TO DO =
In the listing below, find every line with the string "light" and pull it out.

EXERCISE INPUT =
——

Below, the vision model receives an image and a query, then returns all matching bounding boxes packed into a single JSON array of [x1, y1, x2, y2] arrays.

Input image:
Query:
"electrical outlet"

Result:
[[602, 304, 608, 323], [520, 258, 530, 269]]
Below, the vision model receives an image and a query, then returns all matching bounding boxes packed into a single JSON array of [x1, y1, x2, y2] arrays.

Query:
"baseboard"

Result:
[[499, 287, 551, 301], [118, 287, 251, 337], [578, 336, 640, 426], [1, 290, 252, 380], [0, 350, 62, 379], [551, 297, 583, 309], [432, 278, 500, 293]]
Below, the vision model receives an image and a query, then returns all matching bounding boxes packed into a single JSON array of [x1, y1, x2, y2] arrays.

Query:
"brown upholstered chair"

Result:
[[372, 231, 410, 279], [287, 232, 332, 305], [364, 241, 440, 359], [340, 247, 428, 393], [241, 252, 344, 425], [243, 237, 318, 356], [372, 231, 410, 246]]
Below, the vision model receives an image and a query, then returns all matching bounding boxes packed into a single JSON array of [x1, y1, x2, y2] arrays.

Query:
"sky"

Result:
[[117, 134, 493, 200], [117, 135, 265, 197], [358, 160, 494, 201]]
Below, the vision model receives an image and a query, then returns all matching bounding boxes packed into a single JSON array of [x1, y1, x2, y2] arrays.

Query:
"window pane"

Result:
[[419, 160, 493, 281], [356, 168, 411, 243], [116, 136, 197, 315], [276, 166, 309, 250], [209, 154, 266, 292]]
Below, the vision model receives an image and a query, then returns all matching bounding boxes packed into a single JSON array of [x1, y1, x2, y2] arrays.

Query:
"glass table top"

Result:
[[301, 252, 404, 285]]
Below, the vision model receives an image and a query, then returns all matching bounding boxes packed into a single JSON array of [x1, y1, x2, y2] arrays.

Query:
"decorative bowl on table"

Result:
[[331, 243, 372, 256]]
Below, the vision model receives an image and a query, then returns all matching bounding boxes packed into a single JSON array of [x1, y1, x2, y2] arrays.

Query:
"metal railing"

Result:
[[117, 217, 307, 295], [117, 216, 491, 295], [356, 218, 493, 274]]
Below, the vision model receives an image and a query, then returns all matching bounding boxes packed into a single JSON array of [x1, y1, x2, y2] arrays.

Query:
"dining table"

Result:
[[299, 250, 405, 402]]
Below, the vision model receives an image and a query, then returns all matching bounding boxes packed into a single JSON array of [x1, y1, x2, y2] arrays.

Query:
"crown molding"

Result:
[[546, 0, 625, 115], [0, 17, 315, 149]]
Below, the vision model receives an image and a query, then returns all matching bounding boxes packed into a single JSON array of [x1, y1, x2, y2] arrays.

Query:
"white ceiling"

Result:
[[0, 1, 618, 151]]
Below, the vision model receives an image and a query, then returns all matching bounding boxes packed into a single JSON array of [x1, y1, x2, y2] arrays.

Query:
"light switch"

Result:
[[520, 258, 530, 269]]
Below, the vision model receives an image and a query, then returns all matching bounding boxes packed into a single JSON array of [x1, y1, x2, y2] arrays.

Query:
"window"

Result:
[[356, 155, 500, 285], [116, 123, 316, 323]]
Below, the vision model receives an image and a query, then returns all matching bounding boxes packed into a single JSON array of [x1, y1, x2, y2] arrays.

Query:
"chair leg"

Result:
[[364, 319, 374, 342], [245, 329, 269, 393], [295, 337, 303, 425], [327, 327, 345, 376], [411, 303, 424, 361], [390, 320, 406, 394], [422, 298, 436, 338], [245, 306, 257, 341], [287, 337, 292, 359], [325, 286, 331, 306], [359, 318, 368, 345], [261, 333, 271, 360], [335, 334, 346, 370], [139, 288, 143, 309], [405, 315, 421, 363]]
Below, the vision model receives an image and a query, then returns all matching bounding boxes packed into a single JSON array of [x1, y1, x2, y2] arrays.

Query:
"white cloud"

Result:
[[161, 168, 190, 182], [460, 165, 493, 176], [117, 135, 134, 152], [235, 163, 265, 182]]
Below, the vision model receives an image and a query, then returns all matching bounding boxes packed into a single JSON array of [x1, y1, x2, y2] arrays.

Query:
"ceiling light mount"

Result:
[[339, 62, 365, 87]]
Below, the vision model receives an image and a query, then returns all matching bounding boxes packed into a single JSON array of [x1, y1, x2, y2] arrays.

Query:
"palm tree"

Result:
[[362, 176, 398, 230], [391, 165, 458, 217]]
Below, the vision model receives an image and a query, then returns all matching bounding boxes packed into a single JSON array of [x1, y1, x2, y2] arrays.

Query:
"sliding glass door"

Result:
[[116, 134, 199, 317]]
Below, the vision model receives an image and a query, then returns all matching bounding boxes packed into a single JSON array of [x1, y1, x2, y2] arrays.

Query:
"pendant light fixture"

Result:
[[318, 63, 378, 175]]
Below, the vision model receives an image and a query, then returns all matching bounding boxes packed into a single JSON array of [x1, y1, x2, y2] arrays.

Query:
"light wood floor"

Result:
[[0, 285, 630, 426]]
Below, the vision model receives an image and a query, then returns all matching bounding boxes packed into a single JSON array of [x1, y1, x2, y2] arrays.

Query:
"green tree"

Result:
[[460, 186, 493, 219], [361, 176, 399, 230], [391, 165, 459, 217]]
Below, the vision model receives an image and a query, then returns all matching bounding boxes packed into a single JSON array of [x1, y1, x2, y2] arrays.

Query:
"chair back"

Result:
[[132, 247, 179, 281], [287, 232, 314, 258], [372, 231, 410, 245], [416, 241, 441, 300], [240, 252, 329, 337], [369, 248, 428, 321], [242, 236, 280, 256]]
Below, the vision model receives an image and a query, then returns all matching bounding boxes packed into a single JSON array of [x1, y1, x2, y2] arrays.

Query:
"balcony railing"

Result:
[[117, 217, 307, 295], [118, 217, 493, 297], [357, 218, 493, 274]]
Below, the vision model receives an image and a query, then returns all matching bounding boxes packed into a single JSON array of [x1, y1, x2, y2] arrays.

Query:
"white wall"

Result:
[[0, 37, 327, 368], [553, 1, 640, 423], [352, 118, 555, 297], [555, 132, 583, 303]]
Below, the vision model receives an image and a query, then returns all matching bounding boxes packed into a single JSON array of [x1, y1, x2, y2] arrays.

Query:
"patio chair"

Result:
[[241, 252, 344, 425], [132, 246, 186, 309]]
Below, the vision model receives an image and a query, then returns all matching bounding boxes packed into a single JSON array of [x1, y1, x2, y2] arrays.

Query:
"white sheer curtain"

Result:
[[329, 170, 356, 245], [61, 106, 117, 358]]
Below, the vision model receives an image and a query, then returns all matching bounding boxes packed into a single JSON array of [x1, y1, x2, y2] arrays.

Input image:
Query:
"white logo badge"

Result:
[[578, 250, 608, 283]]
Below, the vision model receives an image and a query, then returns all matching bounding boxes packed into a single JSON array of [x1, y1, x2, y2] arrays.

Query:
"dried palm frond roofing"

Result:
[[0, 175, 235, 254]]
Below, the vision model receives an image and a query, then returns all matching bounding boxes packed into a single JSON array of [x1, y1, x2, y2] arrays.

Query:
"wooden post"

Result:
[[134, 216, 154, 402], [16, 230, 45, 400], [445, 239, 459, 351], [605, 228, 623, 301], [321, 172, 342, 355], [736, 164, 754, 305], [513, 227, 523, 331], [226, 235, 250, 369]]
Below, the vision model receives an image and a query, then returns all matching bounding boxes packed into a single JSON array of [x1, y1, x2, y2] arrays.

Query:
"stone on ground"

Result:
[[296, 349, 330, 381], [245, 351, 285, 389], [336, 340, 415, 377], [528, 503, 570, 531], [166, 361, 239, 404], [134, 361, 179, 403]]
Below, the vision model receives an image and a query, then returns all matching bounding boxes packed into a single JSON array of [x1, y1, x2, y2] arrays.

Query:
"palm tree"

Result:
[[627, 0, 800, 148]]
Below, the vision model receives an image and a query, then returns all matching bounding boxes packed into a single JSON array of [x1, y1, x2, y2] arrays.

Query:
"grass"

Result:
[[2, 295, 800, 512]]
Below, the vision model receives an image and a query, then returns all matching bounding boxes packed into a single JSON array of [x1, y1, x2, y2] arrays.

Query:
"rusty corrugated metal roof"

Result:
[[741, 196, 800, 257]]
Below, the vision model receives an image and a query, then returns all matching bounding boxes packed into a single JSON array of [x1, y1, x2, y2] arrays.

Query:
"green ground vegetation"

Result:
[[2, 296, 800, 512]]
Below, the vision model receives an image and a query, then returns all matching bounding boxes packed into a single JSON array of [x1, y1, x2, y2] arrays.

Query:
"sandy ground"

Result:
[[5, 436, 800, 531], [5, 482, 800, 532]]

——

RESULT OF THIS EXERCISE =
"light switch"
"ceiling light mount"
"pendant light fixture"
"light wood floor"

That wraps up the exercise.